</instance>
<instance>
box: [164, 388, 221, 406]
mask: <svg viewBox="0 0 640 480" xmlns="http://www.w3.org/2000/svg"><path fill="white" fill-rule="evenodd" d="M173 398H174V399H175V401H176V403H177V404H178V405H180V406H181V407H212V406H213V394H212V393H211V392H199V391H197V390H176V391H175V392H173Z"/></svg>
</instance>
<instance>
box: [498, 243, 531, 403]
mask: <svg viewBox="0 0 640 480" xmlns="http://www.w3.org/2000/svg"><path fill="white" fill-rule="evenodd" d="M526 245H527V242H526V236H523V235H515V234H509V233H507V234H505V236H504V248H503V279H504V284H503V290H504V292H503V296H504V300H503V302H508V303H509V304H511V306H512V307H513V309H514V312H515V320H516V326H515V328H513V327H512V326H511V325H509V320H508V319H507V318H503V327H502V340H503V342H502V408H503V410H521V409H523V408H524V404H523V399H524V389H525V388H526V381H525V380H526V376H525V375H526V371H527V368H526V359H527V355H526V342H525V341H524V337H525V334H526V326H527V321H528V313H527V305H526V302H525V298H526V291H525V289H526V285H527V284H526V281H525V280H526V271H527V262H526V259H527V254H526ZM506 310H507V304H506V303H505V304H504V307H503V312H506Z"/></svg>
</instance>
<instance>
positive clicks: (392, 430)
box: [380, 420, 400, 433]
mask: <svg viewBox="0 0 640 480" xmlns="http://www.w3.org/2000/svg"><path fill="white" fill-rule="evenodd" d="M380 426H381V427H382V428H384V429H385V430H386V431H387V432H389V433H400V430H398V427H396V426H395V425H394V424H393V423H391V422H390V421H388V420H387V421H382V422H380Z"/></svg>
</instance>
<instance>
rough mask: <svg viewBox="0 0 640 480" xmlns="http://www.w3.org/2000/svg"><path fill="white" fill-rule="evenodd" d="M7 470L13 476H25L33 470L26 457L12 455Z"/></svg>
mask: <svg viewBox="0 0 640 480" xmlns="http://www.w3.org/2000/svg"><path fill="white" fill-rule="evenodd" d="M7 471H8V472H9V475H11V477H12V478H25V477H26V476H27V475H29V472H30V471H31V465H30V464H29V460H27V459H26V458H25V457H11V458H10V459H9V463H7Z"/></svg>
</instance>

* Task instructions
The reply must consist solely of the lines from the one containing "box: [164, 388, 221, 406]" through the last line in the material above, reproduced exactly.

* Result below
box: [164, 388, 221, 406]
mask: <svg viewBox="0 0 640 480" xmlns="http://www.w3.org/2000/svg"><path fill="white" fill-rule="evenodd" d="M173 398H174V399H175V401H176V403H177V404H178V405H180V406H181V407H212V406H213V394H212V393H211V392H199V391H197V390H176V391H175V392H173Z"/></svg>
</instance>
<instance>
box: [498, 243, 531, 403]
mask: <svg viewBox="0 0 640 480" xmlns="http://www.w3.org/2000/svg"><path fill="white" fill-rule="evenodd" d="M526 245H527V242H526V236H523V235H515V234H509V233H507V234H505V236H504V248H503V279H504V284H503V290H504V292H503V296H504V300H503V302H508V303H509V304H511V306H512V307H513V309H514V312H515V320H516V326H515V328H513V327H512V326H511V325H509V320H508V319H507V318H503V327H502V340H503V342H502V408H503V410H521V409H523V408H524V404H523V399H524V389H525V388H526V381H525V380H526V376H525V375H526V371H527V368H526V359H527V355H526V342H525V341H524V337H525V334H526V326H527V321H528V313H527V305H526V302H525V298H526V291H525V289H526V285H527V284H526V281H525V280H526V271H527V262H526V259H527V254H526ZM506 310H507V304H506V303H505V304H504V307H503V312H506Z"/></svg>
</instance>
<instance>
positive clicks: (392, 430)
box: [380, 420, 400, 433]
mask: <svg viewBox="0 0 640 480" xmlns="http://www.w3.org/2000/svg"><path fill="white" fill-rule="evenodd" d="M380 426H381V427H382V428H384V429H385V430H386V431H387V432H389V433H400V430H398V427H396V426H395V425H394V424H393V423H391V422H390V421H388V420H387V421H382V422H380Z"/></svg>
</instance>
<instance>
rough mask: <svg viewBox="0 0 640 480" xmlns="http://www.w3.org/2000/svg"><path fill="white" fill-rule="evenodd" d="M7 470L13 476H25L33 470L26 457L12 455Z"/></svg>
mask: <svg viewBox="0 0 640 480" xmlns="http://www.w3.org/2000/svg"><path fill="white" fill-rule="evenodd" d="M7 471H8V472H9V475H11V477H12V478H25V477H26V476H27V475H29V472H30V471H31V465H30V464H29V460H27V459H26V458H25V457H11V458H10V459H9V463H7Z"/></svg>
</instance>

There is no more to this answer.